# [Quoted passage]
In 1994, a Task Group appointed by the Cooperative Cataloging Council, now known as the Program for Cooperative Cataloging (PCC), defined a core record standard. The core record standard specifies a minimum set of data elements below which the PCC has agreed program records will not go, although the standard itself can be used by any library. The core standard was established within a MARC environment and was designed specifically to be used within the context of the Program for Cooperative Cataloging’s national cataloging program. However, the minimum set of data elements could be adopted by any metadata standard, including ONIX.

All of the elements are present in ONIX that are needed in a MARC record to make a core (or full) record except for type of material and indicators. ONIX would therefore be suitable for a core record or for a bibliographic record, as far as the data elements themselves are concerned. The usefulness would currently be limited to printed books, however, and there might need to be a mechanism developed that could serve the same purpose as indicators to facilitate the display of the data elements in a catalog.

However, a hallmark of the PCC core record standard which sets it apart from most other metadata schemes, is that all of the non-descriptive data elements, the access points, are required to be under authority control. The ONIX metadata standard does not have any such requirement and, therefore, would be considered deficient for use in most library catalogs without additional work being done to integrate them with authority-controlled records and collocate the headings. It should be noted that the ONIX standard does include many data elements which ordinarily reside in authority records rather than bibliographic records, such as some of the elements for Contributors, such as professional position, affiliation, biographical note, etc.

# [Data shown]
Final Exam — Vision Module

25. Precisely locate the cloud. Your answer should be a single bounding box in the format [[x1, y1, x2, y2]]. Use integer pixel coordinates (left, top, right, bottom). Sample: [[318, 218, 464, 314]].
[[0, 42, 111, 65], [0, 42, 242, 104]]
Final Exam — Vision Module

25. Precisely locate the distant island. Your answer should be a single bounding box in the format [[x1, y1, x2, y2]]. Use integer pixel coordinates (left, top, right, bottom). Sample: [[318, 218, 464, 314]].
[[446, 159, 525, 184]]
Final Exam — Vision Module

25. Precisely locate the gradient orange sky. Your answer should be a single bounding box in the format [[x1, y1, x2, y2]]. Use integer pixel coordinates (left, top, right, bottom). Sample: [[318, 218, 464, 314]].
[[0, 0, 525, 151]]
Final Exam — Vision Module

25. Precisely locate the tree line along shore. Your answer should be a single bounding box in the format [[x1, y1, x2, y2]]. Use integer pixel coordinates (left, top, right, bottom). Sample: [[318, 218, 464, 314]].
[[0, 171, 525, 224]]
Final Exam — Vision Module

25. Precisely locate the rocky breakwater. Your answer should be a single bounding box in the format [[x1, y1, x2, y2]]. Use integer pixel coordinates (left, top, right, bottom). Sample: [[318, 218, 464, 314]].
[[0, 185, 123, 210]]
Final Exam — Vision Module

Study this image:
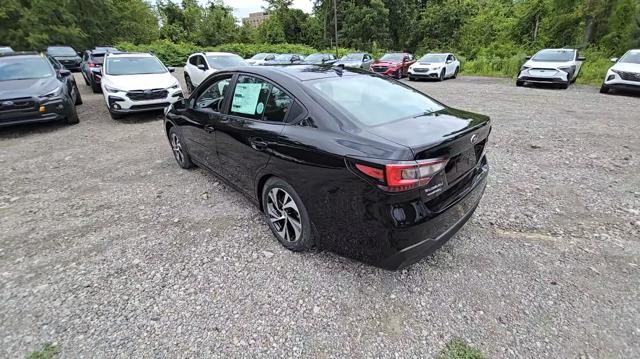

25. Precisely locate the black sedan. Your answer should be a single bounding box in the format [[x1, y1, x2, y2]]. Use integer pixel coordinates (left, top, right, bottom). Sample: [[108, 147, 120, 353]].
[[164, 65, 491, 269], [0, 53, 82, 127]]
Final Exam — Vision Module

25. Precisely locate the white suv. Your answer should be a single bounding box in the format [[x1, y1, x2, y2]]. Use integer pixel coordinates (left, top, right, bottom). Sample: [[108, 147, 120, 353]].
[[409, 53, 460, 81], [101, 53, 183, 119], [600, 49, 640, 93], [516, 49, 586, 89], [184, 52, 249, 93]]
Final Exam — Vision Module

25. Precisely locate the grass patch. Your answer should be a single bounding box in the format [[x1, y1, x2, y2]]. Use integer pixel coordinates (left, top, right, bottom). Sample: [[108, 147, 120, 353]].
[[27, 343, 60, 359], [436, 338, 485, 359]]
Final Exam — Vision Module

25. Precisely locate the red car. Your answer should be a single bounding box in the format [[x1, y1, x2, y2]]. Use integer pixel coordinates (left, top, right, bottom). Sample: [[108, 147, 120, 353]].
[[371, 52, 416, 79]]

# [List of tasks]
(A) Transcribe the stretch of the passage on the PCC core record standard from "In 1994, a Task" through "standard, including ONIX.".
(B) In the passage on the PCC core record standard, which Contributor elements are named as examples of ONIX data that ordinarily reside in authority records?
(C) Does each statement agree with the passage on the PCC core record standard? Answer yes or no, and quote the words that decide it.
(i) A Task Group of the Cooperative Cataloging Council defined the core record standard in 1994.
(ii) ONIX requires its access points to be under authority control.
(iii) Only libraries in the PCC may use the core record standard.
The records have no role here.

# [Responses by task]
(A)
In 1994, a Task Group appointed by the Cooperative Cataloging Council, now known as the Program for Cooperative Cataloging (PCC), defined a core record standard. The core record standard specifies a minimum set of data elements below which the PCC has agreed program records will not go, although the standard itself can be used by any library. The core standard was established within a MARC environment and was designed specifically to be used within the context of the Program for Cooperative Cataloging’s national cataloging program. However, the minimum set of data elements could be adopted by any metadata standard, including ONIX.

(B) Professional position, affiliation, and biographical note.

(C)
(i) Yes: "In 1994, a Task Group appointed by the Cooperative Cataloging Council, now known as the Program for Cooperative Cataloging (PCC), defined a core record standard."
(ii) No: "The ONIX metadata standard does not have any such requirement"
(iii) No: "although the standard itself can be used by any library."